(Coordinate annotation records)
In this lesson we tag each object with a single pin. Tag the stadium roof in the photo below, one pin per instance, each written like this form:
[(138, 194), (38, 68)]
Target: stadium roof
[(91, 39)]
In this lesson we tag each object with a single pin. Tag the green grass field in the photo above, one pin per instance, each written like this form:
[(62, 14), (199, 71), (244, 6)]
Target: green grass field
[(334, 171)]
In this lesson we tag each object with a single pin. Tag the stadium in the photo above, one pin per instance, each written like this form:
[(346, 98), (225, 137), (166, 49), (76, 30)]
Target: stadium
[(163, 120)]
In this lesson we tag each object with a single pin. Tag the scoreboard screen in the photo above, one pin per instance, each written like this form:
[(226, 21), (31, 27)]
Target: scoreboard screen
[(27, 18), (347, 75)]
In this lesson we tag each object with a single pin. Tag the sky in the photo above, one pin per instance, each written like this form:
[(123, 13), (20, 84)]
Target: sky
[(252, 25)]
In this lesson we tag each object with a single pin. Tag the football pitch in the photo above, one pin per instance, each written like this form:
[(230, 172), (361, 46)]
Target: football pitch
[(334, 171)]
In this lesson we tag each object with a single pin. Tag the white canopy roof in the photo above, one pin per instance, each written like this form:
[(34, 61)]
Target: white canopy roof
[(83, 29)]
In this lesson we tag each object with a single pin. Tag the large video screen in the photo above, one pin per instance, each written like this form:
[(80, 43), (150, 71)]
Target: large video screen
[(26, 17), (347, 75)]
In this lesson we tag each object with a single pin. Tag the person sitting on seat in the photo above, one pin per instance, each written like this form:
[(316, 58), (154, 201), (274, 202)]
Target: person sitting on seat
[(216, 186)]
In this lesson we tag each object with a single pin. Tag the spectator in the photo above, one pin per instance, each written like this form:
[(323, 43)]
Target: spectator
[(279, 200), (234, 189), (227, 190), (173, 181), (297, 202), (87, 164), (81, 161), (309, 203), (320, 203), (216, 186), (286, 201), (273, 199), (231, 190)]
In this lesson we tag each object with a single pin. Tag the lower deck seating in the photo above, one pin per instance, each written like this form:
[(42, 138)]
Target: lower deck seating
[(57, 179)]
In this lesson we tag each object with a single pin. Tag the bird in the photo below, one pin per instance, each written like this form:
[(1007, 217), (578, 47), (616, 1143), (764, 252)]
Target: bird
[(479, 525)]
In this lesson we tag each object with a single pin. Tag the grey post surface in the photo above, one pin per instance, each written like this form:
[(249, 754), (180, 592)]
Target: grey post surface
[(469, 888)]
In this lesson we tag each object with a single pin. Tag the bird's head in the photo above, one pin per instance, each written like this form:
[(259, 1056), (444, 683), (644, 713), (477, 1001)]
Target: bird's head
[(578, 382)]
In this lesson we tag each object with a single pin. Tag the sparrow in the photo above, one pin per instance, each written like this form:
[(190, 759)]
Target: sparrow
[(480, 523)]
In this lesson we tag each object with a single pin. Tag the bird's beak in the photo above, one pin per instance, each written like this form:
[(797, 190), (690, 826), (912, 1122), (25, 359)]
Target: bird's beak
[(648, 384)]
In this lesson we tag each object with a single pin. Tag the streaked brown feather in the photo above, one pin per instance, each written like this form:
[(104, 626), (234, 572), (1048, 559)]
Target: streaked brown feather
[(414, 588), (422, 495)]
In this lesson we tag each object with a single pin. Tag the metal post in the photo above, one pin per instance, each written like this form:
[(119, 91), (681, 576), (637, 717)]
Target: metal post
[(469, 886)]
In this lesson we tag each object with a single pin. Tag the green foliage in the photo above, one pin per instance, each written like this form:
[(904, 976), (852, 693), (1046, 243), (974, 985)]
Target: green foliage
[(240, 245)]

• Given request
Arrange the lines as a JSON list of strings with one string per line, starting at the first line of the rows and stopping after the line that contains "[(27, 18), (347, 75)]". Leave out any blank lines.

• Answer to the exercise
[
  "In this lesson we tag each object with a single pin. Tag the stadium roof in the photo below, one pin per instance, each written like this form:",
  "[(138, 194), (38, 68)]",
  "Target: stadium roof",
  "[(91, 39)]",
  "In this lesson we tag each object with a single pin. Tag the green grass field in the photo above, one pin per instance, each written like this form:",
  "[(62, 14), (199, 71), (244, 6)]",
  "Target: green grass field",
  "[(334, 171)]",
  "In this lesson we tag each object with a single pin. Tag the stadium in the photo above, one pin per instance, each written like this form:",
  "[(346, 98), (225, 137), (166, 49), (76, 30)]",
  "Target: stadium",
  "[(163, 120)]",
  "In this lesson we tag each object with a single pin. Tag the scoreboard screen in the photo above, one pin per instance, each written like this form:",
  "[(226, 21), (31, 27)]",
  "Target: scoreboard screen",
  "[(27, 18), (347, 75)]"
]